» Tarefas a realizar:
(A) Com base no trecho sobre a política fiscal, explique em até três frases por que Barros avalia que a obtenção de recursos via Carf não vai gerar confiança.
(B) Transcreva fielmente, do trecho sobre a política fiscal, a parte que começa em "O debate sobre" e termina em "Recursos Fiscais (Carf).", incluindo estas últimas palavras.

» Trecho selecionado:
---*---

Enquanto isso, o estudo das deturpações na base de benefícios sociais já vem sendo feito, segundo afirmou o ministro do Desenvolvimento Social, Wellington Dias. O governo, inclusive, espera essa análise antes de começar a pagar o adicional de R$ 150 por criança de até seis anos no Bolsa Família, o que só deve ocorrer daqui a alguns meses. Mas a fusão com outros benefícios é outra história, e não foi totalmente sinalizada; alguns poderiam gerar controvérsias políticas fortes, no caso de auxílios que não estão vinculados ao Bolsa Família (como o BPC).

De todas as medidas, Barros avalia que a revisão do abono é a mais consensual, sendo amplamente difundida até mesmo entre economistas à esquerda. "É um programa ineficiente e que não tem colaborado para reduzir a desigualdade dos trabalhadores mais pobres", diz.

Fora essas frentes, há ainda outras medidas que poderiam gerar economia, como a agenda digital, que Barros estima poder economizar algo em torno de R$ 3 a R$ 4 bilhões por ano. "Parece pouco em relação a outras rubricas, mas em uma década pode dar R$ 40 bilhões. Sem contar a eficiência e melhoria dos serviços públicos que viria com a digitalização", diz. A agenda pode avançar nos próximos anos com a criação do Ministério da Gestão, que está sob comando de Esther Dweck.

Haddad é cobrado a revisar despesas

O debate sobre cortes pelo lado da despesa ganhou força às vésperas de o Ministério da Fazenda divulgar seu "plano de voo" para a questão fiscal, o que ocorre na tarde desta quinta-feira. Economistas têm questionado o fato de, até o momento, a equipe de Fernando Haddad não ter sinalizado ajustes via despesa, mas somente medidas para aumentar a arrecadação, como uma reforma tributária e recuperação de recursos via Conselho de Administração de Recursos Fiscais (Carf).

Barros avalia que ambas as frentes são necessárias, mas que o governo ainda peca em sinalizar medidas para despesa. "Isso de obter recursos via Carf já foi tentado em outros governos e nunca virou grande receita. Pode passar a impressão de que se está fabricando um número para o mercado, e isso não vai gerar confiança", diz.

O governo precisa, em sua opinião, correr para ancorar as expectativas e sinalizar qual será seu plano econômico de forma crível. Ele chama atenção para o fato de o Banco Central estar postergando a emissão de mais papeis da dívida devido aos juros altos — mas há um limite até quando o BC pode seguir fazendo isso, uma vez que está queimando liquidez. "Seria bom esse senso de urgência [do governo]", diz. "Quanto mais tempo se demora para anunciar medidas, mais dinheiro isso custa."

---*---

» Dados de origem:
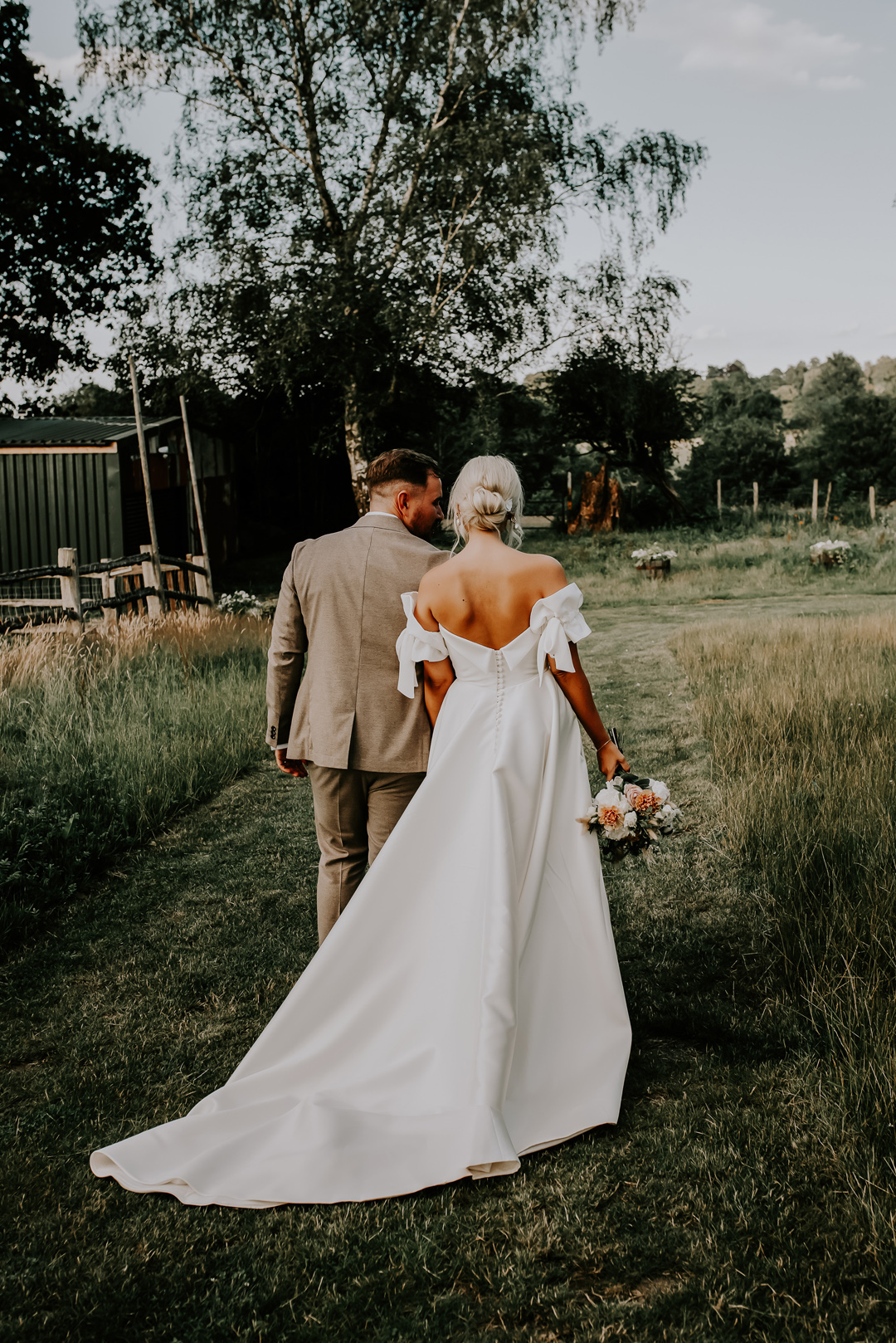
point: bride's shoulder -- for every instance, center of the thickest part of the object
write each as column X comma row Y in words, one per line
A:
column 547, row 573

---*---

» Respostas às tarefas:
(A) Segundo Barros, a obtenção de recursos via Carf já foi tentada em outros governos e nunca se converteu em grande receita. Por isso, pode passar a impressão de que se está fabricando um número para o mercado, o que não gera confiança.

(B)
O debate sobre cortes pelo lado da despesa ganhou força às vésperas de o Ministério da Fazenda divulgar seu "plano de voo" para a questão fiscal, o que ocorre na tarde desta quinta-feira. Economistas têm questionado o fato de, até o momento, a equipe de Fernando Haddad não ter sinalizado ajustes via despesa, mas somente medidas para aumentar a arrecadação, como uma reforma tributária e recuperação de recursos via Conselho de Administração de Recursos Fiscais (Carf).